With the idea that if the solid part of the excreta could be separated from the liquid and kept comparatively dry the offensiveness would be much diminished, and deodorization be unnecessary, a method for getting rid of the liquid portion by what is termed the Goux system has been in use at Halifax. This system consists in lining the pail with a composition formed from the ashes and all the dry refuse which can be conveniently collected, together with some clay to give it adhesion. The lining is adjusted and kept in position by a means of a core or mould, which is allowed to remain in the pails until just before they are about to be placed under the seat; the core is then withdrawn, and the pail is left ready for use. The liquid which passes into the pail soaks into this lining, which thus forms the deodorizing medium. The proportion of absorbents in a lining 3 in. thick to the central space in a tub of the above dimensions would be about two to one; but unless the absorbents are dry, this proportion would be insufficient to produce a dry mass in the tubs when used for a week, and experience has shown that after being in use for several days the absorbing power of the lining is already exceeded, and the whole contents have remained liquid. There would appear to be little gain by the use of the Goux lining as regards freedom from nuisance, and though it removes the risk of splashing and does away with much of the unsightliness of the contents, the absorbent, inasmuch as it adds extra weight which has to be carried to and from the houses, is rather a disadvantage than otherwise from the manurial point of view.

The simple pail system, which is in use in various ways in the northern towns of England, and in the permanent camps to some extent at least, and of which the French "tinette" is an improved form, is more economically convenient than the dry earth system or the Goux or other deodorizing system, where a large amount of removal of refuse has to be accomplished, because by the pail system the liquid and solid ejections may be collected with a very small, or even without any, admixture of foreign substances; and, according to theory, the manurial value of dejections per head per annum ought to be from 8s. to 10s. The great superiority, in a sanitary point of view, of all the pail or pan systems over the best forms over the old cesspits or even the middens is due to the fact that the interval of collection is reduced to a minimum, the changing or emptying of the receptacles being sometimes effected daily, and the period never exceeding a week. The excrementitious matter is removed without soaking in the ground or putrefying in the midst of a population.

These plans for the removal of excreta do not deal with the equally important refuse liquid—viz., the waste water from washing and stables, etc. As it is necessary to have drains for the purpose of removing the waste water, it is more economical to allow this waste water to carry away the excreta. In any case, you must have drains for removing the fouled water. Down these drains it is evident that much of the liquid excreta will be poured, and thus you must take precautions to prevent the gases of decomposition which the drains are liable to contain from passing into your houses.

Data rows:
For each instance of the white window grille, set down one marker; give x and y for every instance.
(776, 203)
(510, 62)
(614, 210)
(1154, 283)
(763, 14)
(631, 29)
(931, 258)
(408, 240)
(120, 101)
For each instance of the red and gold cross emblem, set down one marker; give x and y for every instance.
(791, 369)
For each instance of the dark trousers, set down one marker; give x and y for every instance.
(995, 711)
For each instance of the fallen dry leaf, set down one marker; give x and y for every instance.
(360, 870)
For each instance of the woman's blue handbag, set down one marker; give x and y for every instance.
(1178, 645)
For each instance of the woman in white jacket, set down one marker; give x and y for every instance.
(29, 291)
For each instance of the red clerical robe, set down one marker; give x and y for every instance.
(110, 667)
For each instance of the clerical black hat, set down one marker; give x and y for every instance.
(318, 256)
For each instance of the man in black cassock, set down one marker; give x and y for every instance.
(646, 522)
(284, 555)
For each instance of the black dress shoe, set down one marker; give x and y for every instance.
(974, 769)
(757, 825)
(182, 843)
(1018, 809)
---
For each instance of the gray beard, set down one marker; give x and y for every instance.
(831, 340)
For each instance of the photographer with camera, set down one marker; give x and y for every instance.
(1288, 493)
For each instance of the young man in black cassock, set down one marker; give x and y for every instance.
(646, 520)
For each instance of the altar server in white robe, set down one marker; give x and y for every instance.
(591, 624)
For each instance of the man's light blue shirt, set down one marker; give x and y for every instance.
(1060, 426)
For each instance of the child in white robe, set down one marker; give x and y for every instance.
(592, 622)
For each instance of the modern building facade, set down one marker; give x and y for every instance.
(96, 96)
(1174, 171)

The tasks:
**A.** Rewrite the paragraph in the sanitation text that begins "The simple pail system" as a short bulleted list, keeping its main facts.
**B.** According to the sanitation text, where has the Goux system been in use?

Completed exercise:
**A.**
- The simple pail system is more economical than the dry earth, Goux, or other deodorizing systems where a large amount of refuse must be removed. It is used in northern English towns and to some extent in permanent camps, and the French "tinette" is an improved form of it.
- It collects liquid and solid ejections with very little or no admixture of foreign substances.
- In theory, the manurial value of dejections per head per year should be 8s. to 10s.
- All pail or pan systems are far superior in sanitary terms to the old cesspits or even middens because the collection interval is kept to a minimum. Receptacles are sometimes changed or emptied daily and never less often than weekly.
- The matter is removed without soaking into the ground or putrefying among a population.

**B.** At Halifax.